_WORK TO BE COMPLETED:_ Below are records; copy every line in them that holds the word "with".

_STORED DATA:_
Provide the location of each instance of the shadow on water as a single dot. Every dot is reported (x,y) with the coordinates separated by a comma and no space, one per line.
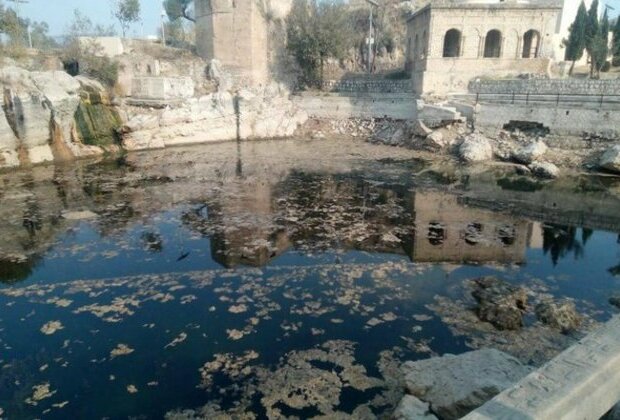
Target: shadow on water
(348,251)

* * *

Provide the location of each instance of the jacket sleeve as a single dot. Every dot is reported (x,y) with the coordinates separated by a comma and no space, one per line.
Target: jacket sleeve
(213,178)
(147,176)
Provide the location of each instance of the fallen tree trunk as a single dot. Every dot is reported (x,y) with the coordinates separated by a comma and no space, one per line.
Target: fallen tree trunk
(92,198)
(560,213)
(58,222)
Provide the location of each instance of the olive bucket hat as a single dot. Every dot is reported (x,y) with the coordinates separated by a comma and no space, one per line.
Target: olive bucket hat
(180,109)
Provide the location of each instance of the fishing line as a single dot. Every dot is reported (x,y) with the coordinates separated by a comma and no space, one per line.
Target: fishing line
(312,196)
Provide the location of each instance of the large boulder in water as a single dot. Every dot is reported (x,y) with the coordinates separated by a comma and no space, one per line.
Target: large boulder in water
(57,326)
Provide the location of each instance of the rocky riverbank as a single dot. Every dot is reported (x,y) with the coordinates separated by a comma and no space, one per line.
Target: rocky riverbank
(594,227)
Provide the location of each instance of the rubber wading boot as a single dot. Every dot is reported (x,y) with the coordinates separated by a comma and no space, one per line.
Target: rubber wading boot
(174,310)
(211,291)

_REPLY:_
Provide the location of each instance of the shadow on water as a single dot. Every dot is reported (x,y) with the coordinates separated by a comma and no space, one per line.
Provide the location of each instance of the jacket sleeve as a single dot. Every dot is reported (x,y) with the coordinates separated by a comma and no space, one per line.
Provide the location of each instance of the fallen tree trunk as a single dot. Every dot is reported (x,y) with the coordinates separated by a comma and no space, one per line.
Provide the location of each instance of the olive bucket hat as a single dot. Every dot is reported (x,y) with the coordinates separated by a comma and no space, one per line.
Provide the location of each instance of the fishing line as a single dot. Every dot is reported (x,y) with the coordinates separated by a comma and no space, one per line.
Provide the location of each instance of the large boulder in water as a single dot. Every dot is reported (x,y) with the coordinates separated by a comma and no space, one per line.
Provide the location of each instance of the rocky riverbank as a single dot. Every dot is reported (x,y) with the coordinates separated by a comma and no space, one per line.
Provide the location of each instance of the rubber wading boot as a single dot. Every dot is reported (x,y) with the coordinates separated by a comma and no space, one per line.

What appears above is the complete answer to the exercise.